• _What is required_
The lines to copy are those holding the string "this" in the entries below.
↓↓↓
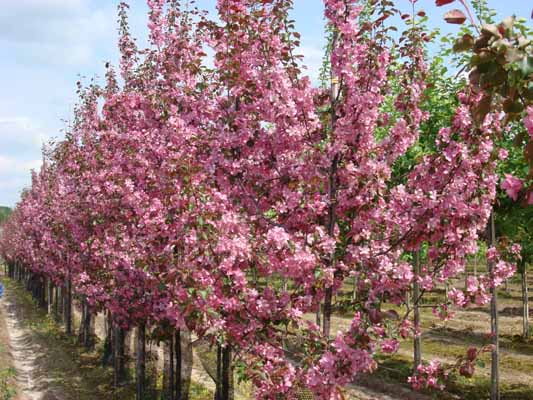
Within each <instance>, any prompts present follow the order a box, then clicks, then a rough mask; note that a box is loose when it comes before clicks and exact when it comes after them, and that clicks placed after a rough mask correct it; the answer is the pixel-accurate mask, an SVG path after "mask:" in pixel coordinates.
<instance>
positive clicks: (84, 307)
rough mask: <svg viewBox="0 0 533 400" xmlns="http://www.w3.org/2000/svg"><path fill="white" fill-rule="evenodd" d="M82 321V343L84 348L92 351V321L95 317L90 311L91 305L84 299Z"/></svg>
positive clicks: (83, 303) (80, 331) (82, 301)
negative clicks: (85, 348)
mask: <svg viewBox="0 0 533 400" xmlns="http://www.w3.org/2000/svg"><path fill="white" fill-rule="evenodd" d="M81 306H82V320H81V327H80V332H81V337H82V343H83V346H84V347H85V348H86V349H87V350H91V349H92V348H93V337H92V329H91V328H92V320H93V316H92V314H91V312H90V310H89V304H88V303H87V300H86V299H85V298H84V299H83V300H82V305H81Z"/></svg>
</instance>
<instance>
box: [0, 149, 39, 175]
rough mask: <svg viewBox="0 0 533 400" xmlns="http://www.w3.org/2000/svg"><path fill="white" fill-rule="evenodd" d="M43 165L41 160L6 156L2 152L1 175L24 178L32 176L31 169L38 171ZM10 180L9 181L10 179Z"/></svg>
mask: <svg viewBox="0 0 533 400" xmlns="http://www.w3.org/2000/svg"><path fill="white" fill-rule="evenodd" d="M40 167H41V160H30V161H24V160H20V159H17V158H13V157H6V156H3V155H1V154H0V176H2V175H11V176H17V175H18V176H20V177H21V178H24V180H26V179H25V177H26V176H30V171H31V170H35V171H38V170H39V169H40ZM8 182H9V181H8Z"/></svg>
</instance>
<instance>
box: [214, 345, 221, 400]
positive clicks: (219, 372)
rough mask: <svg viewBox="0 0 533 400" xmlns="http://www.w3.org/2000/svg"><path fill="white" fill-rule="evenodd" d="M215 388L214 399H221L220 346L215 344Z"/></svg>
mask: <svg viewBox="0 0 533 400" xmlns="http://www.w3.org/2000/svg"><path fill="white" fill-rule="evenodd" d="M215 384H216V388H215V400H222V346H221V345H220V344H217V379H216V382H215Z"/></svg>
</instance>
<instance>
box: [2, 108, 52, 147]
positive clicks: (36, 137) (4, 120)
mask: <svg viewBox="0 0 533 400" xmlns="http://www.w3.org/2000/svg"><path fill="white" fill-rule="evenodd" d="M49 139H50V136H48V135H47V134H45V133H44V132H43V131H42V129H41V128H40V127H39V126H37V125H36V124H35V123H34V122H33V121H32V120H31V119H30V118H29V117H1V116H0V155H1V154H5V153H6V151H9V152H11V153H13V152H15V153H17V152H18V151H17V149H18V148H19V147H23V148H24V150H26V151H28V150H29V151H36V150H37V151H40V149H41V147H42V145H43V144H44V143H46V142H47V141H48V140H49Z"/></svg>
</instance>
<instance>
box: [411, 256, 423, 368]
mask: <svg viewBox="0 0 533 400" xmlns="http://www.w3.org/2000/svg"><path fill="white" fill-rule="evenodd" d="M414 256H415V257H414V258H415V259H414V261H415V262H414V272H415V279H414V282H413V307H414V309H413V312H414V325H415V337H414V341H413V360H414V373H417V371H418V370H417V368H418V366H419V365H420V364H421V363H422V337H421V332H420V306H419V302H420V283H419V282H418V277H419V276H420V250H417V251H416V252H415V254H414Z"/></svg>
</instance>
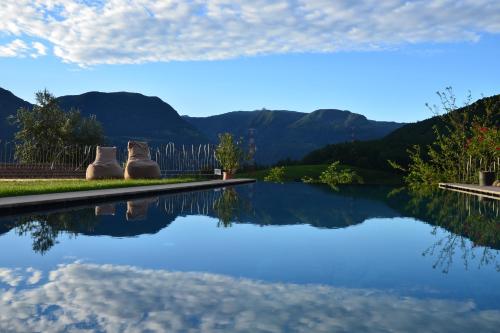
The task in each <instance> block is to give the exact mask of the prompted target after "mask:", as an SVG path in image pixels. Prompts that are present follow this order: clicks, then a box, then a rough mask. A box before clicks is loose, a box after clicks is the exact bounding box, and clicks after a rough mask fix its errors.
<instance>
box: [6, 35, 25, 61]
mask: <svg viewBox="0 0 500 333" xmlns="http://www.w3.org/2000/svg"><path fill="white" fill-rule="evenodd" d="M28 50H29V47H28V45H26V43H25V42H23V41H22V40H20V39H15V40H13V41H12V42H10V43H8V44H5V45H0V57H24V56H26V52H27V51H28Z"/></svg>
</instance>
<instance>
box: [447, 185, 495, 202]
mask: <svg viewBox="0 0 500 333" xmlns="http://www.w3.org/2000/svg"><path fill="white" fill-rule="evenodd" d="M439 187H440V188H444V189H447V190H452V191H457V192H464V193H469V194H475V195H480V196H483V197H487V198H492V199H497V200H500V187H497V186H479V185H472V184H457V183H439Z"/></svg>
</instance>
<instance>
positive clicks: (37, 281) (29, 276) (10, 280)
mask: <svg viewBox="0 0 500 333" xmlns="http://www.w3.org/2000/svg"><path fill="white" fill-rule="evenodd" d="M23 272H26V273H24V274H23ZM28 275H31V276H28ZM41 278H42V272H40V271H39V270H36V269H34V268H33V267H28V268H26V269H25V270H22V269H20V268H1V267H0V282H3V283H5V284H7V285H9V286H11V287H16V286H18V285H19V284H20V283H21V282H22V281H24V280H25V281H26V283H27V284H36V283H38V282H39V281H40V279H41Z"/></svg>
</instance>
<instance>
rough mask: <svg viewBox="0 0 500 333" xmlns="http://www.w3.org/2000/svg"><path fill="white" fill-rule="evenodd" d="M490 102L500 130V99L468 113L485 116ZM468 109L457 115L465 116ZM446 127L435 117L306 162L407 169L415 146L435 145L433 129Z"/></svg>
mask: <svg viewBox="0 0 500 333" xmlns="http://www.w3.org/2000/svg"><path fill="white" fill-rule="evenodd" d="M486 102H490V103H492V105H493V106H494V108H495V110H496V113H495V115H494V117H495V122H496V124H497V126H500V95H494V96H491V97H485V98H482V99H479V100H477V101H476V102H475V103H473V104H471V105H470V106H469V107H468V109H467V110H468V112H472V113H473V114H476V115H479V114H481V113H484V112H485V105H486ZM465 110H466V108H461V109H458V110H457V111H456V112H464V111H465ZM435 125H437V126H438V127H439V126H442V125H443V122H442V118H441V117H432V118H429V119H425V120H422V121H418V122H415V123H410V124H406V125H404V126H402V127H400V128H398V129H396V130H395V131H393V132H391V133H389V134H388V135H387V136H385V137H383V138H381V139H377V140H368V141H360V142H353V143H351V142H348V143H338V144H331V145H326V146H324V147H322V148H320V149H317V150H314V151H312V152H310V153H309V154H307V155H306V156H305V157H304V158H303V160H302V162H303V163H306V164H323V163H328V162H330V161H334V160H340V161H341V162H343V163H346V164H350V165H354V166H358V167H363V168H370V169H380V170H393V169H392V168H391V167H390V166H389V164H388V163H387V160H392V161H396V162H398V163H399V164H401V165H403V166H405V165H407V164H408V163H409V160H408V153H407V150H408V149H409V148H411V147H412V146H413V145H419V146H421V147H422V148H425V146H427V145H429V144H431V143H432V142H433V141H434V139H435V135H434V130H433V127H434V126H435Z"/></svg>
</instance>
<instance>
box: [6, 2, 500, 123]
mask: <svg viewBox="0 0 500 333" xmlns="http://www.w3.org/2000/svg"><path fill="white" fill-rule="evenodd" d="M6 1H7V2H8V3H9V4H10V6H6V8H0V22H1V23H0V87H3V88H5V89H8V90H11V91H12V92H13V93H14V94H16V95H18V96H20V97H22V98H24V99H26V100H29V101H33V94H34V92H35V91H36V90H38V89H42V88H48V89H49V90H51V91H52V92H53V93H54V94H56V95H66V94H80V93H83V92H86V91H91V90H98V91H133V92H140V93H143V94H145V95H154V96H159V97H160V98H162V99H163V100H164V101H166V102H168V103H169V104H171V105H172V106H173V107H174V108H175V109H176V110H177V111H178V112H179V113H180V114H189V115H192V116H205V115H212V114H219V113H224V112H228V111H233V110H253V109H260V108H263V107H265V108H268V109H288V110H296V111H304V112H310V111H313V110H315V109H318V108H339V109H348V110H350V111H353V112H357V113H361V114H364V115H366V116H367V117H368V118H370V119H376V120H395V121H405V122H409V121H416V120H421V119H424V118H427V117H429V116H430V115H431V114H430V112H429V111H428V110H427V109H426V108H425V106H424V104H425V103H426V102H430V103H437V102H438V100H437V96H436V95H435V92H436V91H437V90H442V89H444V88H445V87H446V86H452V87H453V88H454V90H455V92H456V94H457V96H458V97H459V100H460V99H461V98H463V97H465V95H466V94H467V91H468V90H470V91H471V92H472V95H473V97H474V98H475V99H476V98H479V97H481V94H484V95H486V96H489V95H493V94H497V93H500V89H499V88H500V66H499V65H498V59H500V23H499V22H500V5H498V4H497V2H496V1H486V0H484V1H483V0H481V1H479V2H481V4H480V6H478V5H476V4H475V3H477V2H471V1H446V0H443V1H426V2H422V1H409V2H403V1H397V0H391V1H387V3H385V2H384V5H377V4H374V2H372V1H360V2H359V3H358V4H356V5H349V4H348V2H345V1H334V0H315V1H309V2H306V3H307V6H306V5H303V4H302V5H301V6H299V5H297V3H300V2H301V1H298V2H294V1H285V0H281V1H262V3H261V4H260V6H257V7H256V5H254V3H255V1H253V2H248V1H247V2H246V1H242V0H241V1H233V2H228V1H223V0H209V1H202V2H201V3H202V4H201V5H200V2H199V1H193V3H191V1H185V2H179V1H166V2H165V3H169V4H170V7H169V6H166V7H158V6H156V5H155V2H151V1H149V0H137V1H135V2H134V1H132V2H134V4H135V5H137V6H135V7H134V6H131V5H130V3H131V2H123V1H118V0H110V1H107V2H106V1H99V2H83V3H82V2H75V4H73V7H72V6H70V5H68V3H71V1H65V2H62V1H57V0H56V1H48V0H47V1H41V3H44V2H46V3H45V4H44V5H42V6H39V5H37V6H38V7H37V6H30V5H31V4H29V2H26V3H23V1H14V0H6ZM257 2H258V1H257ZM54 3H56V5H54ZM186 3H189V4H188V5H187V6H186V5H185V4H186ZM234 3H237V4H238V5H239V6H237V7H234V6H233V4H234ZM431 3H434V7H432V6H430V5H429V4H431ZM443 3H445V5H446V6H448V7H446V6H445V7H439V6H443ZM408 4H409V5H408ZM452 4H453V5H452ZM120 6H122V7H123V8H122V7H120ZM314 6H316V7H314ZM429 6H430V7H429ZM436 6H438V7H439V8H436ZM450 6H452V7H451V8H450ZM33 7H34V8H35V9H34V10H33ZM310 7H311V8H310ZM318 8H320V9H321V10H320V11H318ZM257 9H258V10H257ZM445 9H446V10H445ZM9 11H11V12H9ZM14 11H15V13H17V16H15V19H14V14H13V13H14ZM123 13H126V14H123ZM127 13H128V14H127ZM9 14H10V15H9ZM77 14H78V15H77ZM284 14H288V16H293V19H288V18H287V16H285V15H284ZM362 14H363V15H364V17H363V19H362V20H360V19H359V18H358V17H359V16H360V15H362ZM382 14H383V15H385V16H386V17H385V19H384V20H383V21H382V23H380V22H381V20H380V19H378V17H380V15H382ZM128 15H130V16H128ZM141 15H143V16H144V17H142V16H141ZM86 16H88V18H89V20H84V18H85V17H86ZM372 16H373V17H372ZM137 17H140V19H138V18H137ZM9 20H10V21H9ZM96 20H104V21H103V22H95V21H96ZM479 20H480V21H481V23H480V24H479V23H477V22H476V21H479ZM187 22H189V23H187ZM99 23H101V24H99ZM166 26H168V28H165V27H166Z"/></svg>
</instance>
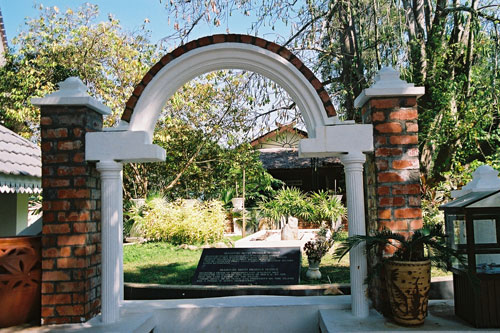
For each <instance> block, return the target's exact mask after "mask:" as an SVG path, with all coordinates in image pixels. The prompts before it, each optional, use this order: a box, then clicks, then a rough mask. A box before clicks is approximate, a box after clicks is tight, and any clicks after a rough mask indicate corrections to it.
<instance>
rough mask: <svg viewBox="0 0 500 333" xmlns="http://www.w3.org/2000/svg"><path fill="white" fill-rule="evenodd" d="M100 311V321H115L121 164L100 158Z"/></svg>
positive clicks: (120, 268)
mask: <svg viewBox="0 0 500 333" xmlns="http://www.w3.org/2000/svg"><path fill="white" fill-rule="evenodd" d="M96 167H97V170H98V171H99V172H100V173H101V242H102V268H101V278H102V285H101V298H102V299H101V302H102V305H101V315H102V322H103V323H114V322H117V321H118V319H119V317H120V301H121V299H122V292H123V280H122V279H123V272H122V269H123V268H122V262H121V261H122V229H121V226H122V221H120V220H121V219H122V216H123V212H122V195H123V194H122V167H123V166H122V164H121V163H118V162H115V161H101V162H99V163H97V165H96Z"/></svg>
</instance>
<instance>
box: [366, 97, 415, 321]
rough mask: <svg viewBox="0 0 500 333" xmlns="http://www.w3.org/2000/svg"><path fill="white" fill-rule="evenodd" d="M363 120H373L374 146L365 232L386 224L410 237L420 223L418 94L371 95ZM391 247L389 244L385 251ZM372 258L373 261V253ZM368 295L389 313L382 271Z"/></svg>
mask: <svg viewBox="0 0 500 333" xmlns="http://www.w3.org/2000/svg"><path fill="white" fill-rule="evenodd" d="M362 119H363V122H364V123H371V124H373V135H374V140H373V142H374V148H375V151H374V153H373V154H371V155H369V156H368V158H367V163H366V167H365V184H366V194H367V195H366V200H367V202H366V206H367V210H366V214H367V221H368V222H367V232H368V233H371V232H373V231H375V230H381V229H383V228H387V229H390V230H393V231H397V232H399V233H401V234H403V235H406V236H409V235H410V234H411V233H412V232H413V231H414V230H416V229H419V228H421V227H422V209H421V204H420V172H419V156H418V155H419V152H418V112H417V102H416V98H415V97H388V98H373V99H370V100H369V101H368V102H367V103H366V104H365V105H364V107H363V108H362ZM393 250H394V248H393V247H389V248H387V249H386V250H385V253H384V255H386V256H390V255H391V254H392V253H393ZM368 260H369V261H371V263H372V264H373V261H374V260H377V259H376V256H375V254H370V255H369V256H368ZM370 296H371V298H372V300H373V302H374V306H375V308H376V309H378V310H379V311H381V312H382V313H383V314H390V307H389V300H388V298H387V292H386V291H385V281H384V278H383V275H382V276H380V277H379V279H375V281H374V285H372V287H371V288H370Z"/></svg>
↑↑↑
• _Task solution_
The task in each <instance> block is to give the exact mask of the prompted target after "mask:", as an SVG path in image pixels. Prompts that are present follow this order: clicks, then a box, then a rough mask. A box before clicks is loose, a box after clicks is the exact bounding box, and clicks after a rough mask fix its errors.
For each <instance> block, return the target's exact mask after "mask:" as an SVG path, with all coordinates in image pixels. The prompts before it, each optional, use this order: a box, then clicks, then a rough mask. A box before clicks is approximate, a box after clicks is tight, and any clicks after a rough mask indicate corrections to it.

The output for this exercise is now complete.